AIM OF THE EXERCISE
Extract each line of the entries below that contains the string "handle". Case matters, so a line only counts if its capitalization matches.

Rows from a pointing dataset:
>> Begin

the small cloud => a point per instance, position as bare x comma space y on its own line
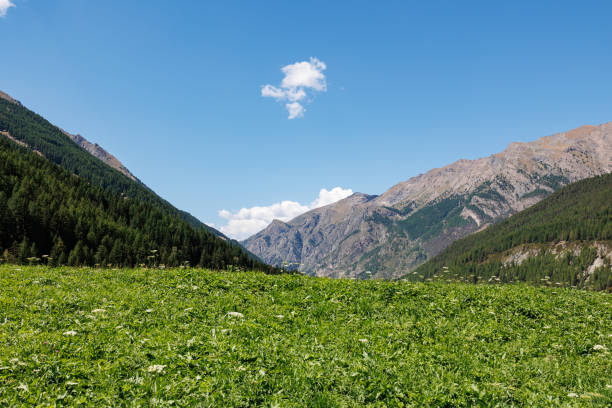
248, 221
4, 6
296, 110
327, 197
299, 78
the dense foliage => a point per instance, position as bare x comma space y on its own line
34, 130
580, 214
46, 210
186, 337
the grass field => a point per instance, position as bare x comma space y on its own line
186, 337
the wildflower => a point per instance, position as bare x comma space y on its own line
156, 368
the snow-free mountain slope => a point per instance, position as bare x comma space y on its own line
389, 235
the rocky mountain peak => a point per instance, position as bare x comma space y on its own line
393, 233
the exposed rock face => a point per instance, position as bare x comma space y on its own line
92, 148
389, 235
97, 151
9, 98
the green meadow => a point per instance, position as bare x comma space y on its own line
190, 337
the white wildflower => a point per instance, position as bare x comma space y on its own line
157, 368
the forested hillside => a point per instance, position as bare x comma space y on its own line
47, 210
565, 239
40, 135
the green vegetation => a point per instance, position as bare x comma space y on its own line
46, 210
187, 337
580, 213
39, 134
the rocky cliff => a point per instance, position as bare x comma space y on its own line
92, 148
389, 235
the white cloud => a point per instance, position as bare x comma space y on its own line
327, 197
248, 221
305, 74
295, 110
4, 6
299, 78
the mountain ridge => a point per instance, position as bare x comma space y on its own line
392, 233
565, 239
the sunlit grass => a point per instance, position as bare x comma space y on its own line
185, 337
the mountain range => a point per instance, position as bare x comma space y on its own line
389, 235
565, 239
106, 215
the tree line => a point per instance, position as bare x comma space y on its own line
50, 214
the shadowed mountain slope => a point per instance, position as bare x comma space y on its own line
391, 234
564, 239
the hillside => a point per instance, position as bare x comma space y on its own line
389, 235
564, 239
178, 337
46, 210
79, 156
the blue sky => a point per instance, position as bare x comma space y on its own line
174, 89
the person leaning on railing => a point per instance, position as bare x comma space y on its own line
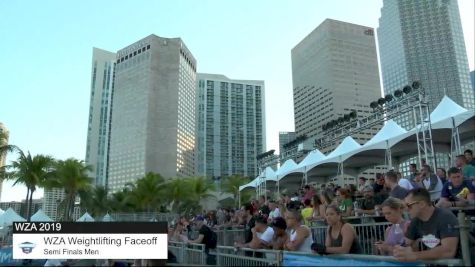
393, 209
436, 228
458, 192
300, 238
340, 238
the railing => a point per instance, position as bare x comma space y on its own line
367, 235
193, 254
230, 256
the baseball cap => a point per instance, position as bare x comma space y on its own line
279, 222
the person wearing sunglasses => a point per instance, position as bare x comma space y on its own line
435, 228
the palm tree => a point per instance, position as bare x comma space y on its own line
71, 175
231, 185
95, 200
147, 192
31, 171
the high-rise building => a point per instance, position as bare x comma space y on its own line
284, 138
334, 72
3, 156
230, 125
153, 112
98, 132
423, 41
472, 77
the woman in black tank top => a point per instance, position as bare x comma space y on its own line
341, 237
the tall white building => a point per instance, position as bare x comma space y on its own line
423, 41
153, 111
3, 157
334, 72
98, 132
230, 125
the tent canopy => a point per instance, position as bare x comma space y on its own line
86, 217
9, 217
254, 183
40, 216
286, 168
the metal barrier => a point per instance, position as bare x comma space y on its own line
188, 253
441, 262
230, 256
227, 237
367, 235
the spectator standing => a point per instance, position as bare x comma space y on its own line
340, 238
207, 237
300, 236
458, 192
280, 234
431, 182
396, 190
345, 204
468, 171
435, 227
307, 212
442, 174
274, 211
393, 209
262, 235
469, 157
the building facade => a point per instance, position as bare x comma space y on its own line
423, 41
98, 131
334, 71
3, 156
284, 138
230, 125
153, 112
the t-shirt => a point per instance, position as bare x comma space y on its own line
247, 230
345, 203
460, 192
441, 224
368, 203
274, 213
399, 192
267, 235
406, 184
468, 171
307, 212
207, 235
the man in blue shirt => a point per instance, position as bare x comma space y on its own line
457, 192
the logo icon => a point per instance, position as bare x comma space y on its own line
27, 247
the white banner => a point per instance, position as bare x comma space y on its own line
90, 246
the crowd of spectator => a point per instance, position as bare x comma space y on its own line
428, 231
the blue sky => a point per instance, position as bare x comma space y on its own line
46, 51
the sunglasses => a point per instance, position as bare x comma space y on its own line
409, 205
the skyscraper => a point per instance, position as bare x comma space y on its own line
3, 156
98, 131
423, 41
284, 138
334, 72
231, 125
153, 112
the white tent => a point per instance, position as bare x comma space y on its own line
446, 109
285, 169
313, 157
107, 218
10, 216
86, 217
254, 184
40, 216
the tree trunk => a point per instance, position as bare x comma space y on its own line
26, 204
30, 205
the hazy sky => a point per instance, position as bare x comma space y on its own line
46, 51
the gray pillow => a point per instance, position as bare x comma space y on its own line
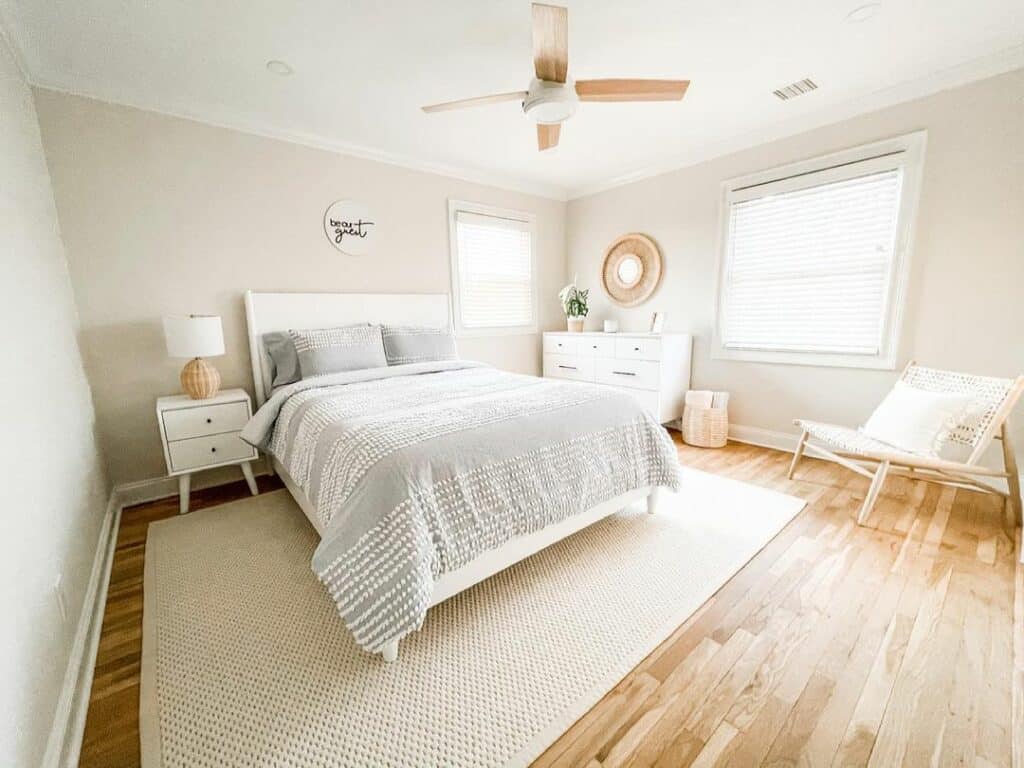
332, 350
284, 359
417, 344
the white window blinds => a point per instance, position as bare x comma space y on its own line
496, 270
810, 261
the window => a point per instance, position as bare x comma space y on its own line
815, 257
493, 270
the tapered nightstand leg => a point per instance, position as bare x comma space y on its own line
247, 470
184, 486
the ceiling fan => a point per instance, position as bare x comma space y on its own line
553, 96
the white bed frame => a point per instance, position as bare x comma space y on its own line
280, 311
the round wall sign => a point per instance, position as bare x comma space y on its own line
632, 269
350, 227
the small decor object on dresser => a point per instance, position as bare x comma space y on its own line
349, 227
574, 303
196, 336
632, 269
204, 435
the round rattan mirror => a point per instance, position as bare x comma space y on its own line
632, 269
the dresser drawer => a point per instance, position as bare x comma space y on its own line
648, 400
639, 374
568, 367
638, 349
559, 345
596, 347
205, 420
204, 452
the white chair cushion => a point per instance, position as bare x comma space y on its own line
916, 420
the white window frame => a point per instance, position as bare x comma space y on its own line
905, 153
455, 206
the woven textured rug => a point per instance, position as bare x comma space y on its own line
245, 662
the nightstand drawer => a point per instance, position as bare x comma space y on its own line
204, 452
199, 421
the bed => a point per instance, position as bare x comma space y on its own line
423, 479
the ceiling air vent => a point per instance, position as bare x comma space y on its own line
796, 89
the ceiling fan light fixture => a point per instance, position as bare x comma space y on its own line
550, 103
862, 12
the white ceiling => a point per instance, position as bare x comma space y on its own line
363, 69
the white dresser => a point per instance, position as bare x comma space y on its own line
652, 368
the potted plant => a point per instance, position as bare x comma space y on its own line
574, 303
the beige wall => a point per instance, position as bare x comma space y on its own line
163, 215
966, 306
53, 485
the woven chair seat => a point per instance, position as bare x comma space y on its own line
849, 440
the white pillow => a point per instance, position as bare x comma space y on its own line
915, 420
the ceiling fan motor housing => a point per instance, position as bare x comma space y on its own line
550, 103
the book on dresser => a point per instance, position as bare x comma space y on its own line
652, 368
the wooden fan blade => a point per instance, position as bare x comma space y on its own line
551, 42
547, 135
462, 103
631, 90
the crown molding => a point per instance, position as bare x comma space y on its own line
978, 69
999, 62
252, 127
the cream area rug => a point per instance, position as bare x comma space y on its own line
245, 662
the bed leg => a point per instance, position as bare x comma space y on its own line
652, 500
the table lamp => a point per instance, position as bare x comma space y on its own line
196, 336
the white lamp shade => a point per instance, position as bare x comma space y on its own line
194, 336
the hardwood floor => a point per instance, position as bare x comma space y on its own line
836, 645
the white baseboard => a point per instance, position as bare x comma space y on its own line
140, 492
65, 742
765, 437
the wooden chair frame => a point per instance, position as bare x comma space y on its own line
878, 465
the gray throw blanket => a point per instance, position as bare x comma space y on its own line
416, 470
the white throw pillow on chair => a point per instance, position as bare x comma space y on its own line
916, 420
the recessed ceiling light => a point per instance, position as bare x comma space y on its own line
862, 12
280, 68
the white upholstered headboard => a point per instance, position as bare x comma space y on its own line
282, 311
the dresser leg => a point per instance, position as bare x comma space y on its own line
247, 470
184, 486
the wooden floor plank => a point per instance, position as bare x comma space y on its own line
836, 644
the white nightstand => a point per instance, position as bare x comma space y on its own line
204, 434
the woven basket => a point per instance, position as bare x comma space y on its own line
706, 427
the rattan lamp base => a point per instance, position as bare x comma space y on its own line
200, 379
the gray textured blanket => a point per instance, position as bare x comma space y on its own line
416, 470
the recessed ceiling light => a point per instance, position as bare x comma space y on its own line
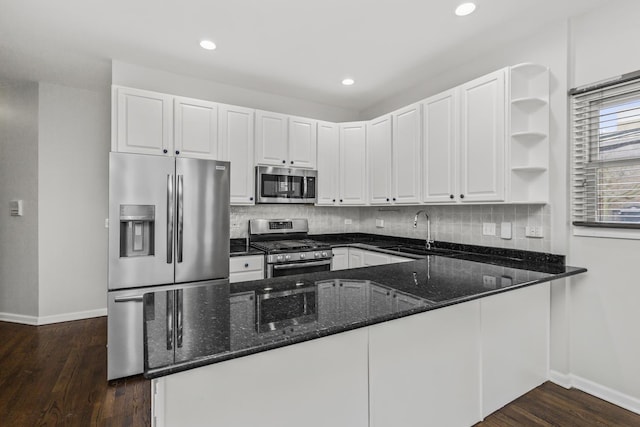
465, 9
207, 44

>> End
>> Begin

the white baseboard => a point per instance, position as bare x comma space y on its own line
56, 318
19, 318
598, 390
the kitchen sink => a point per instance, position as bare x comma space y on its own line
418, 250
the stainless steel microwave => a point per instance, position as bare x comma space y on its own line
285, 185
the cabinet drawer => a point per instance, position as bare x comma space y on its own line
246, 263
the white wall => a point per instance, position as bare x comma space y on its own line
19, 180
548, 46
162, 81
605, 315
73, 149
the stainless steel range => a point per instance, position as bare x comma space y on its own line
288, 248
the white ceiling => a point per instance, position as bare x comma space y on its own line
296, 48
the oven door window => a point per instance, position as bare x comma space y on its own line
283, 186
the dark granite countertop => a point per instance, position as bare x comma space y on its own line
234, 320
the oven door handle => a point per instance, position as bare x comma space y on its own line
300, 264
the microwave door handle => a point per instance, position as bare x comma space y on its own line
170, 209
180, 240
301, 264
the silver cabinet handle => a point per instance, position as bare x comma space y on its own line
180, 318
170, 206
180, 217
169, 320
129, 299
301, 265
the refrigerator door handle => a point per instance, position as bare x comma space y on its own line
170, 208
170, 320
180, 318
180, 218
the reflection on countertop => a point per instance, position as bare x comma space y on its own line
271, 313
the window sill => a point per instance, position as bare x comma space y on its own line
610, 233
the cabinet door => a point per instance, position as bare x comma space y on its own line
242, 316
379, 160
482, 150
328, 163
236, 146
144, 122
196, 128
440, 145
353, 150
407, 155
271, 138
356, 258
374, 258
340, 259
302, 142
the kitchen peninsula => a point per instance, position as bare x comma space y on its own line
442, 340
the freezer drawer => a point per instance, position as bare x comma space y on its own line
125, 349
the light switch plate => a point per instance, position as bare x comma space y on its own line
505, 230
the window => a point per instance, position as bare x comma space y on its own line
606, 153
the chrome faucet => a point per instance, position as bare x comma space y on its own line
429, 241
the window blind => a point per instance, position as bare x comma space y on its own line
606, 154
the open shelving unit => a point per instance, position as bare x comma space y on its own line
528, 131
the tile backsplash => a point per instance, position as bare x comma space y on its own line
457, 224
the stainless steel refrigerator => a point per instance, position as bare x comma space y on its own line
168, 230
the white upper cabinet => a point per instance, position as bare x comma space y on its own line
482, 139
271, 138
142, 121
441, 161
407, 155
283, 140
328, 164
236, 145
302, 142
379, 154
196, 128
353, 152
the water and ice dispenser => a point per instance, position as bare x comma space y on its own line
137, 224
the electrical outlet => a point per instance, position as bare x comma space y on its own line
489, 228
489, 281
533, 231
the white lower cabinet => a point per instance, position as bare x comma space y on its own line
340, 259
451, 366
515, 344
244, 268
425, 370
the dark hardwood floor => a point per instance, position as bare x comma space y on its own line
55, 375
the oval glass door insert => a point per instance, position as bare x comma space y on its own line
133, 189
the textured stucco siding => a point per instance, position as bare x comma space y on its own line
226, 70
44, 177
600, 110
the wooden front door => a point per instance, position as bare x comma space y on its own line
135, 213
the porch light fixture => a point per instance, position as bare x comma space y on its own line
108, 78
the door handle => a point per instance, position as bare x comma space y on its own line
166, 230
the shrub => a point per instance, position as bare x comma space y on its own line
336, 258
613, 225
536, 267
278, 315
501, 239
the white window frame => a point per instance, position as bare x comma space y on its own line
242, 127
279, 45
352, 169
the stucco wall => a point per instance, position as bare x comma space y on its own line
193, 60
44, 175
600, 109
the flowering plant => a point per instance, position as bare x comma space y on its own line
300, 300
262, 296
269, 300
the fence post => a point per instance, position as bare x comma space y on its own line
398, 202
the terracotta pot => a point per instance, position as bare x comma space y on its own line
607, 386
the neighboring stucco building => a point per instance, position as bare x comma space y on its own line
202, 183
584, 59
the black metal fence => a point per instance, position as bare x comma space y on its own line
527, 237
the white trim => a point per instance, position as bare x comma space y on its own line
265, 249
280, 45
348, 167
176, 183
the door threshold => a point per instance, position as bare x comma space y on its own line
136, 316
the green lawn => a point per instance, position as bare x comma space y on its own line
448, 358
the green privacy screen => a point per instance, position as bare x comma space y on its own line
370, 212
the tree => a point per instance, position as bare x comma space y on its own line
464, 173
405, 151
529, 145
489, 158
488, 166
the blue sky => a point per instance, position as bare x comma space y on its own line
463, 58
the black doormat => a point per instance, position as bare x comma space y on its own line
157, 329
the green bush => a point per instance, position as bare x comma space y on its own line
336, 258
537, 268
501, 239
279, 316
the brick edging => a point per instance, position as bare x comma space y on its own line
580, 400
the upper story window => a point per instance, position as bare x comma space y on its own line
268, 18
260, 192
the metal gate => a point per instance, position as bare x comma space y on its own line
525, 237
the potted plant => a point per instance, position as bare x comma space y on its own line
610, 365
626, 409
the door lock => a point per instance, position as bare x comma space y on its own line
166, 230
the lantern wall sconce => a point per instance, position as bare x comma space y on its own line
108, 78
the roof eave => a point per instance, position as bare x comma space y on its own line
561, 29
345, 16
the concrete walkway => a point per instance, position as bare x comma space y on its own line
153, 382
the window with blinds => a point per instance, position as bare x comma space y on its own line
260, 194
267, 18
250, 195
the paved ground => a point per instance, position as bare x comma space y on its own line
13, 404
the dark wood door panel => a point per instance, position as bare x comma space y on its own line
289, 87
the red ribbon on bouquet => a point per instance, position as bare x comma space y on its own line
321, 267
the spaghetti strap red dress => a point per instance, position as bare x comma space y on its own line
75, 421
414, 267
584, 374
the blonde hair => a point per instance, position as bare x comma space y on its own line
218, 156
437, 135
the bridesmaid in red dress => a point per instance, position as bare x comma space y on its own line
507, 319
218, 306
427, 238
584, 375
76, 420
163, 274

>> End

THE SOLUTION
the oven door handle => a point per instance, position as bare x comma space y on its own line
the microwave door handle => a point per instance, position as bare x comma space y on its own line
the silver cabinet handle => a point per instance, position as bare x comma space y on its own line
the refrigerator door handle => a point per instance, position as bare x comma space y on its own line
the door handle => a point per instance, position as bare x comma space y on its own line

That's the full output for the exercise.